Vorliegender Text ::

Die angegebene Härte ist scheinbar die Gesamthärte. Jedenfalls lassen sich die Stadtwerke nicht so genau aus. die schreiben nur "°dH = 10,3" Und als Erklärung:
"Die Härte des Wassers wird in Härtegraden gemessen. Ein deutscher Härtegrad (dH) entspricht dem Gehalt von 10 Gramm Kalk in 1.000 Litern Wasser." Zitat siehe 
Und ich habe mich wohl etwas undeutlich ausgedrückt mit dem Wasserwechsel...
Ich wollte halt mal so 10-20m³ austauschen. Laut naturagart sollte man das zwischendurch mal machen, da das Wasser von allein "weich" wird und man so dem entgegen steuern kann. Ich denke da allerdings noch über den Einsatz von Muschelkalk nach- soll ja auch helfen....

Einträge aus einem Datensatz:

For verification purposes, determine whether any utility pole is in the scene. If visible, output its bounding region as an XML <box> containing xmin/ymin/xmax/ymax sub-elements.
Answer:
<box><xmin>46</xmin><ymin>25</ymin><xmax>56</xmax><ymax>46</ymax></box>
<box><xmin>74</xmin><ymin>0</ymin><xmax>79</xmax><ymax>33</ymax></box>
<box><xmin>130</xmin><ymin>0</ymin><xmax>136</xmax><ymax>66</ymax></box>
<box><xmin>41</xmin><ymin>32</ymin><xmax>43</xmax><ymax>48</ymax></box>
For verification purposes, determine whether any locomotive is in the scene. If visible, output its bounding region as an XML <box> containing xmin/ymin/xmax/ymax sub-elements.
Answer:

Ihre Aufgaben ::
• a. Übersetzen Sie den Satz „Die angegebene Härte ist scheinbar die Gesamthärte.“ aus dem vorliegenden Text ins Englische.
• b. Beantworten Sie anhand des vorliegenden Textes folgende Fragen:
(i) Welchen Härtewert geben die Stadtwerke an?
(ii) Welchem Kalkgehalt entspricht laut der zitierten Erklärung ein deutscher Härtegrad?
(iii) Welche Wassermenge soll ausgetauscht werden?
• c. Geben Sie aus dem vorliegenden Text alles von „Die angegebene Härte“ bis hinunter zu „mit dem Wasserwechsel...“ unverändert zurück.
Die Einträge stammen aus einer anderen Quelle.

Lösungen ::
• a. The stated hardness is apparently the total hardness.

• b.
(i) 10,3 °dH
(ii) 10 Gramm Kalk in 1.000 Litern Wasser
(iii) 10–20 m³

• c.
Die angegebene Härte ist scheinbar die Gesamthärte. Jedenfalls lassen sich die Stadtwerke nicht so genau aus. die schreiben nur "°dH = 10,3" Und als Erklärung:
"Die Härte des Wassers wird in Härtegraden gemessen. Ein deutscher Härtegrad (dH) entspricht dem Gehalt von 10 Gramm Kalk in 1.000 Litern Wasser." Zitat siehe 
Und ich habe mich wohl etwas undeutlich ausgedrückt mit dem Wasserwechsel...